Image object location entries:
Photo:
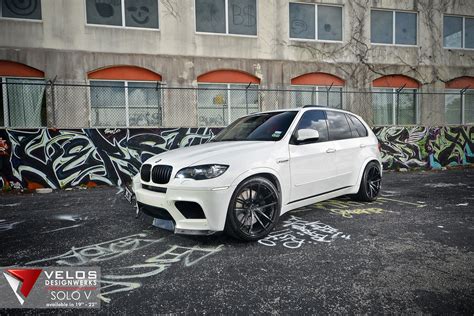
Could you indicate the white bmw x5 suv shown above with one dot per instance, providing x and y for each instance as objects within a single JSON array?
[{"x": 260, "y": 167}]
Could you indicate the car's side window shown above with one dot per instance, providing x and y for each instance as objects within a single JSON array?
[
  {"x": 314, "y": 119},
  {"x": 338, "y": 126},
  {"x": 354, "y": 132},
  {"x": 356, "y": 126}
]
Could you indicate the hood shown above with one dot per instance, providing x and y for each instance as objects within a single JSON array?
[{"x": 218, "y": 152}]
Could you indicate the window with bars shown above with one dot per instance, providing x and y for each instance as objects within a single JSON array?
[
  {"x": 234, "y": 17},
  {"x": 125, "y": 103},
  {"x": 393, "y": 27},
  {"x": 315, "y": 22},
  {"x": 123, "y": 13},
  {"x": 316, "y": 95},
  {"x": 219, "y": 104},
  {"x": 23, "y": 102}
]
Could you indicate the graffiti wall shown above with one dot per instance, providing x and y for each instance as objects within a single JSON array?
[
  {"x": 64, "y": 158},
  {"x": 428, "y": 147}
]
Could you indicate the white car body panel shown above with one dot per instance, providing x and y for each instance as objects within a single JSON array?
[{"x": 304, "y": 174}]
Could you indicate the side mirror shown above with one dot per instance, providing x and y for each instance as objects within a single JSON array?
[{"x": 307, "y": 134}]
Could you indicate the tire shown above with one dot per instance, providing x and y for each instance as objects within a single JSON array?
[
  {"x": 370, "y": 183},
  {"x": 254, "y": 209}
]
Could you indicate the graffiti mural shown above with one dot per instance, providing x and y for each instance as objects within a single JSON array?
[
  {"x": 61, "y": 158},
  {"x": 67, "y": 158},
  {"x": 429, "y": 147}
]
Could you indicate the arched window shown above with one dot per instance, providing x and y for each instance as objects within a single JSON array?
[
  {"x": 317, "y": 88},
  {"x": 226, "y": 95},
  {"x": 459, "y": 101},
  {"x": 395, "y": 100},
  {"x": 22, "y": 91},
  {"x": 125, "y": 96}
]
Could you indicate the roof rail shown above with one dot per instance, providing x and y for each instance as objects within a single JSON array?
[{"x": 314, "y": 106}]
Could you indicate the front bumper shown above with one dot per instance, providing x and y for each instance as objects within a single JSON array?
[{"x": 213, "y": 202}]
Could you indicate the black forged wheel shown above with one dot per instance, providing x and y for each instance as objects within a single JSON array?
[
  {"x": 253, "y": 210},
  {"x": 370, "y": 183}
]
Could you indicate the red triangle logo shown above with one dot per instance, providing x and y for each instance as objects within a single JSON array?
[{"x": 28, "y": 278}]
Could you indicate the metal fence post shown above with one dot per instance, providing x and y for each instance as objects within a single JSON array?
[{"x": 50, "y": 103}]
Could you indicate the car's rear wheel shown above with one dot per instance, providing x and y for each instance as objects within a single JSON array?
[
  {"x": 370, "y": 183},
  {"x": 254, "y": 209}
]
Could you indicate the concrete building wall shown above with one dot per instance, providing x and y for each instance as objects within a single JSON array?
[{"x": 66, "y": 48}]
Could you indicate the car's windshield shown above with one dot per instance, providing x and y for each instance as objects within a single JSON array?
[{"x": 271, "y": 126}]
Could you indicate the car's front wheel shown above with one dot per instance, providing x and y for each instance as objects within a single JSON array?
[
  {"x": 254, "y": 209},
  {"x": 370, "y": 183}
]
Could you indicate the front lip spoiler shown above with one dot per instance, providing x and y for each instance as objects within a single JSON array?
[{"x": 194, "y": 232}]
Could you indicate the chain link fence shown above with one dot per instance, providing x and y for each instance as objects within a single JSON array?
[{"x": 28, "y": 103}]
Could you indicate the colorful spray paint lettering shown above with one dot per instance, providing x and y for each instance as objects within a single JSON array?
[{"x": 429, "y": 147}]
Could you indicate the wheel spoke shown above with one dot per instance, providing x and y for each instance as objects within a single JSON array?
[
  {"x": 241, "y": 201},
  {"x": 245, "y": 218},
  {"x": 264, "y": 215},
  {"x": 258, "y": 220},
  {"x": 251, "y": 223}
]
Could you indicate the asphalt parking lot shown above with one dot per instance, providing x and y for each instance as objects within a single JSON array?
[{"x": 411, "y": 251}]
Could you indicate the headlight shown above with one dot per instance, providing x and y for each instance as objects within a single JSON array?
[{"x": 201, "y": 172}]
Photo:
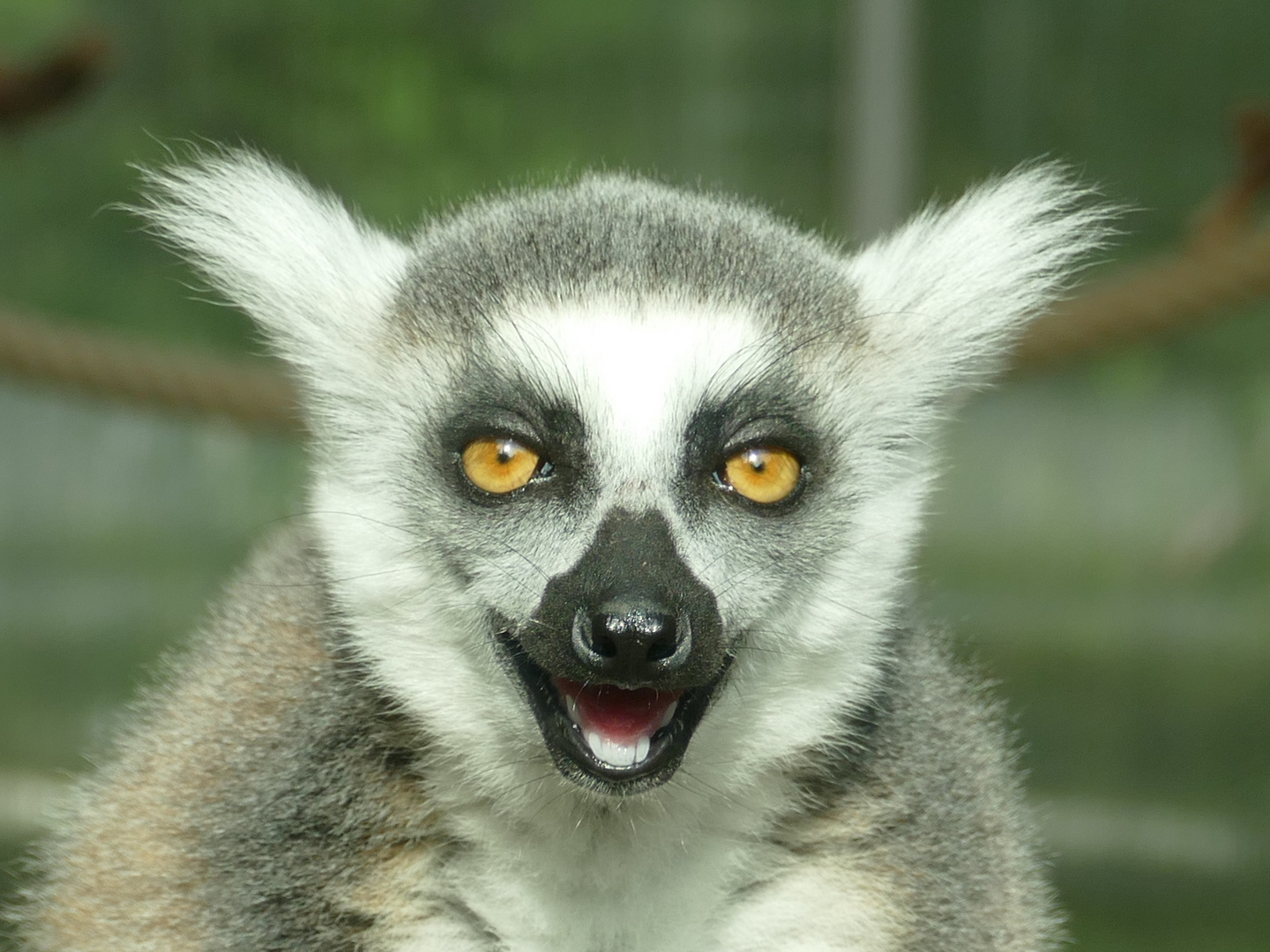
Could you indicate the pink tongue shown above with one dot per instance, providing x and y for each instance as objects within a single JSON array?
[{"x": 621, "y": 715}]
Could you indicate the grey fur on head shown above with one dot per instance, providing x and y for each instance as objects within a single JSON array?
[{"x": 596, "y": 635}]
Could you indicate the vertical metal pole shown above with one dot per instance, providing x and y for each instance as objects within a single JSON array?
[{"x": 877, "y": 122}]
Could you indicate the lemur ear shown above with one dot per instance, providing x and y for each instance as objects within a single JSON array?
[
  {"x": 318, "y": 280},
  {"x": 946, "y": 296}
]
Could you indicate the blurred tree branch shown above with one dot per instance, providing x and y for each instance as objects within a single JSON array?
[{"x": 28, "y": 93}]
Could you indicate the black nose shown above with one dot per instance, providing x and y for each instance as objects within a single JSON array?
[{"x": 630, "y": 643}]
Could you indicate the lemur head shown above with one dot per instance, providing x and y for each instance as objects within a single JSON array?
[{"x": 616, "y": 476}]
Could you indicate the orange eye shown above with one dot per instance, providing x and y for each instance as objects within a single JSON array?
[
  {"x": 764, "y": 473},
  {"x": 499, "y": 465}
]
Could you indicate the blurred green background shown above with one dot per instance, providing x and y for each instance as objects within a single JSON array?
[{"x": 1102, "y": 533}]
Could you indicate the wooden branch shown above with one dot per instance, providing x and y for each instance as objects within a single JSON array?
[
  {"x": 254, "y": 392},
  {"x": 1224, "y": 263},
  {"x": 28, "y": 93}
]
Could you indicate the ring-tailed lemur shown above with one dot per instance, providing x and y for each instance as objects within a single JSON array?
[{"x": 594, "y": 637}]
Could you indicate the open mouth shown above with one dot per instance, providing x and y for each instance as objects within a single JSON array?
[{"x": 611, "y": 738}]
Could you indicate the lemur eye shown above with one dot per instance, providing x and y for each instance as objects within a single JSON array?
[
  {"x": 499, "y": 465},
  {"x": 762, "y": 473}
]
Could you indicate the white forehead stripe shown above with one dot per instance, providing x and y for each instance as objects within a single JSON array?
[{"x": 646, "y": 367}]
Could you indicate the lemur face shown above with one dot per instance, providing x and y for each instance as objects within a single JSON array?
[
  {"x": 617, "y": 484},
  {"x": 634, "y": 493}
]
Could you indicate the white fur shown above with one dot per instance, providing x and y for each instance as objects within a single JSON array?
[{"x": 554, "y": 867}]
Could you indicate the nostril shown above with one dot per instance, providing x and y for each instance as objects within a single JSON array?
[
  {"x": 664, "y": 643},
  {"x": 602, "y": 643}
]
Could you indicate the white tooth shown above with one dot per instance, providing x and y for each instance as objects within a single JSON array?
[
  {"x": 616, "y": 755},
  {"x": 669, "y": 714}
]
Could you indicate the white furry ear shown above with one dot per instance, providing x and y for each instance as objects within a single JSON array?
[
  {"x": 946, "y": 296},
  {"x": 314, "y": 279}
]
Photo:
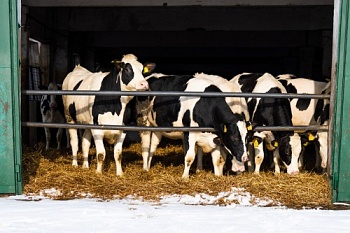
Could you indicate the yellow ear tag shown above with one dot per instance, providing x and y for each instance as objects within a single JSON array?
[
  {"x": 256, "y": 143},
  {"x": 311, "y": 137}
]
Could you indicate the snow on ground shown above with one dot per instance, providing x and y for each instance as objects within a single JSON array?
[{"x": 172, "y": 214}]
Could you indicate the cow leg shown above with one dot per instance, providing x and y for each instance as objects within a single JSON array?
[
  {"x": 74, "y": 145},
  {"x": 251, "y": 156},
  {"x": 323, "y": 140},
  {"x": 85, "y": 145},
  {"x": 145, "y": 147},
  {"x": 67, "y": 138},
  {"x": 118, "y": 147},
  {"x": 48, "y": 138},
  {"x": 100, "y": 151},
  {"x": 190, "y": 154},
  {"x": 59, "y": 137},
  {"x": 259, "y": 157},
  {"x": 218, "y": 161},
  {"x": 155, "y": 140},
  {"x": 276, "y": 159},
  {"x": 200, "y": 159}
]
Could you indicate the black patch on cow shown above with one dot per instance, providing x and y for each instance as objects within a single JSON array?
[
  {"x": 319, "y": 109},
  {"x": 214, "y": 112},
  {"x": 110, "y": 103},
  {"x": 167, "y": 107},
  {"x": 248, "y": 81},
  {"x": 303, "y": 104},
  {"x": 77, "y": 85},
  {"x": 127, "y": 73},
  {"x": 45, "y": 105},
  {"x": 186, "y": 120},
  {"x": 275, "y": 112},
  {"x": 285, "y": 148}
]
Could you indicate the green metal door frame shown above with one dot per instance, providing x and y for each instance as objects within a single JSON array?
[
  {"x": 341, "y": 128},
  {"x": 10, "y": 140}
]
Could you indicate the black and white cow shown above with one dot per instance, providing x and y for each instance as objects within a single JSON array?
[
  {"x": 52, "y": 111},
  {"x": 269, "y": 111},
  {"x": 99, "y": 110},
  {"x": 309, "y": 111},
  {"x": 226, "y": 115}
]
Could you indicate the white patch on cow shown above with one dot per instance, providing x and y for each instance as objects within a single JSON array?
[
  {"x": 138, "y": 83},
  {"x": 323, "y": 140},
  {"x": 53, "y": 115},
  {"x": 295, "y": 142}
]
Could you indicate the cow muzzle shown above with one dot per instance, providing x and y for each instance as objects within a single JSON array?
[
  {"x": 142, "y": 86},
  {"x": 53, "y": 105}
]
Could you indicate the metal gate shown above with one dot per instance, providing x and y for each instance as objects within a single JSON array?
[{"x": 10, "y": 140}]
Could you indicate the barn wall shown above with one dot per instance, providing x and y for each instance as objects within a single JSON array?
[
  {"x": 223, "y": 40},
  {"x": 189, "y": 39}
]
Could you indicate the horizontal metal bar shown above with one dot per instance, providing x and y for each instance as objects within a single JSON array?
[
  {"x": 176, "y": 93},
  {"x": 168, "y": 129}
]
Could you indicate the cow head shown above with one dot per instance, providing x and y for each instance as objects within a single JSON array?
[{"x": 131, "y": 73}]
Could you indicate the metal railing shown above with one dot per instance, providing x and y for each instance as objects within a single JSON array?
[{"x": 174, "y": 93}]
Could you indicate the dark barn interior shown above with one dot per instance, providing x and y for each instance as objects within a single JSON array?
[{"x": 216, "y": 37}]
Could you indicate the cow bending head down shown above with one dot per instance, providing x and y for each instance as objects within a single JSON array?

**WHAT THIS TASK INVOLVES**
Copy out the records from the line containing "Could you indicate the cow head" through the end, changing "dot" to "point" and leaving everything else as it is.

**SOLUTION FOR THIS TASK**
Could you indicate the cow head shown above with one point per instance, providing x and y for each instance as objects within a single JSON array?
[{"x": 131, "y": 73}]
Could you indicate the metal railing shown above with one point per instance, providing x and y for each instance as objects within a single JSON array?
[{"x": 174, "y": 93}]
Could you indicate the dark barn interior shown above with one point per instance, providing x and y for each instance as objects within a single JSON array?
[{"x": 216, "y": 37}]
Could you indicate the cow bending head down shown above with one point per instance, providing x and y for each instance as objects within a single JSON array?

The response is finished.